_PROBLEMS TO WORK ON_:
(1) In the passage on the FCA's business interruption guidance, how long does the FCA now allow for reviewing existing claims and complaints?
(2) Reproduce the passage on the FCA's business interruption guidance word for word from "This guidance sets" to "it is resolved.".

_READING TEXT_:
....................

On 17 June, the FCA published finalised guidance setting out the regulators’ expectations for insurers and insurance intermediaries when handling claims and complaints for business interruption (“BI”) policies during the test case. The guidance comes into immediate effect.
The finalised guidance largely mirrors the draft version, which is discussed in detail in this article. However, a small number of changes and clarifications have been incorporated as a result of the feedback received by the FCA. Most notably, the FCA has extended the deadlines for the completion of the policy wording review and review of existing claims and complaints to three and four weeks respectively.
This guidance sets out the FCA’s expectations for insurers and insurance intermediaries when handling claims and complaints for BI policies during the course of the test case, namely:
- Identifying the potential implications of the test case on their decisions regarding claims and complaints;
- Keeping policyholders informed about the test case and its implications; and
- Treating policyholders fairly during the test case and when it is resolved.
The FCA recommends that the guidance should be read alongside other key documents from the test case including the particulars of claim, representative sample of wording, questions for determination and issues matrix. Our most recent article provides more information on the documents the FCA filed at court.
The guidance applies to:
- An insurer which, before the date that the test case began, underwrote a relevant non-damage business interruption policy.
- A managing agent which, before the date that the test case began, performed functions for a member of Lloyd’s in respect of a relevant non-damage BI policy (and references to ‘insurers’ in this guidance should be read as including managing agents).

....................

_STORED DATA_:
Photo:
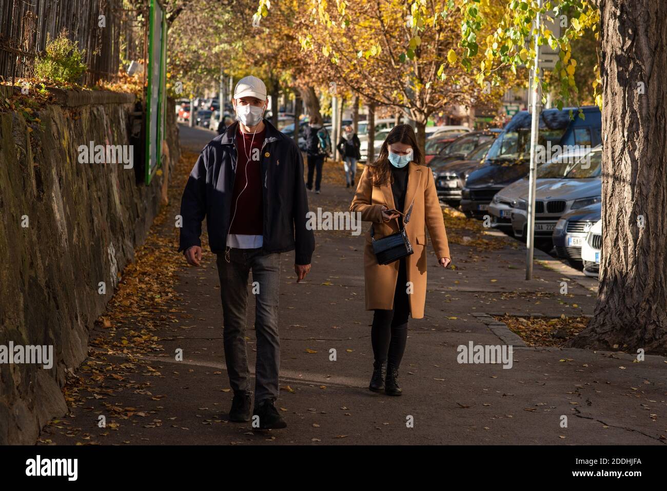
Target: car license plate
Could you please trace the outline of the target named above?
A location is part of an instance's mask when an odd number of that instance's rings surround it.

....................

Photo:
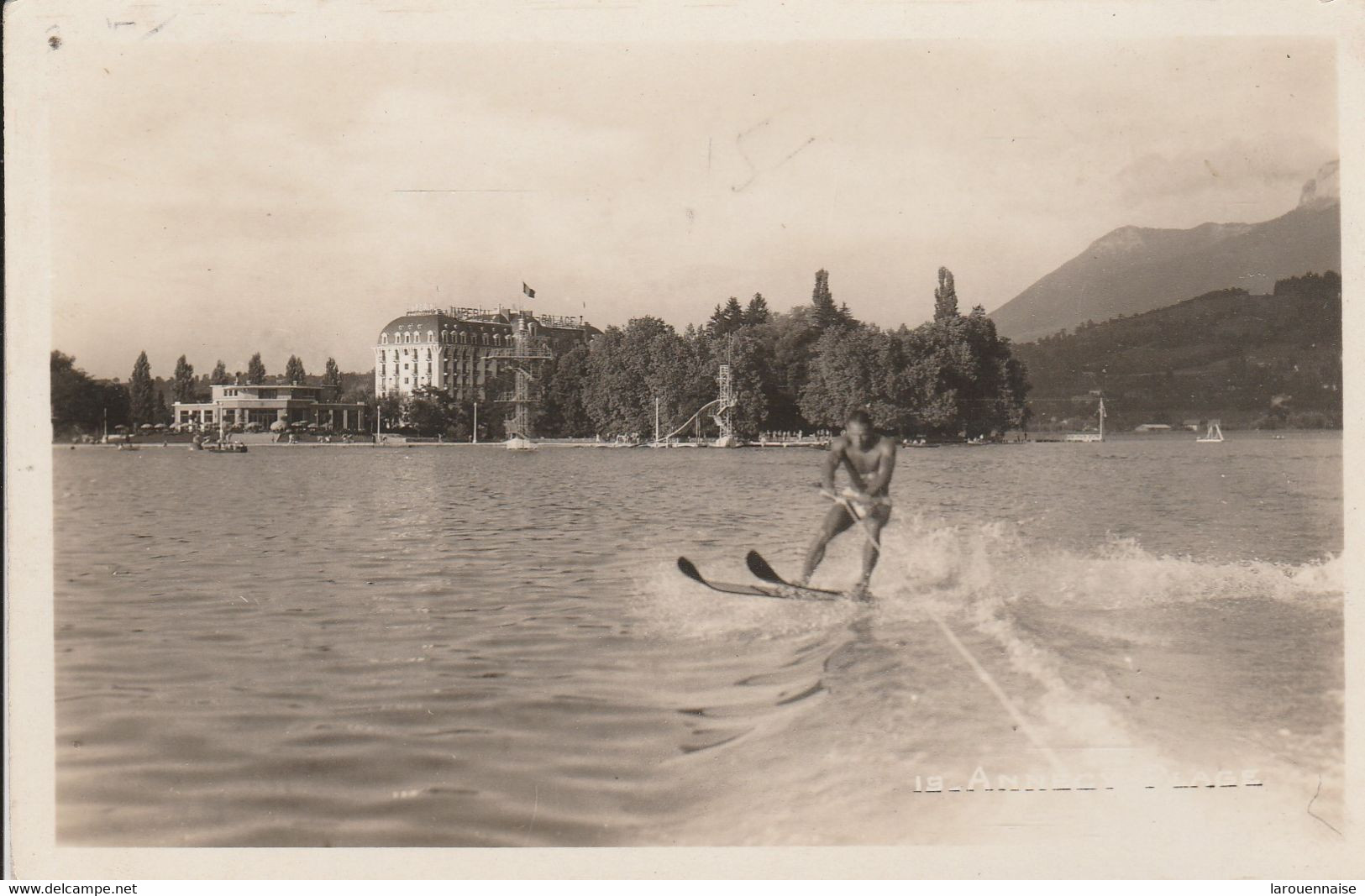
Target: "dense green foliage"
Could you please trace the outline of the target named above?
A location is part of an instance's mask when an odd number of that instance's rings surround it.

....................

_TASK ANSWERS_:
(1) Four weeks.

(2)
This guidance sets out the FCA’s expectations for insurers and insurance intermediaries when handling claims and complaints for BI policies during the course of the test case, namely:
- Identifying the potential implications of the test case on their decisions regarding claims and complaints;
- Keeping policyholders informed about the test case and its implications; and
- Treating policyholders fairly during the test case and when it is resolved.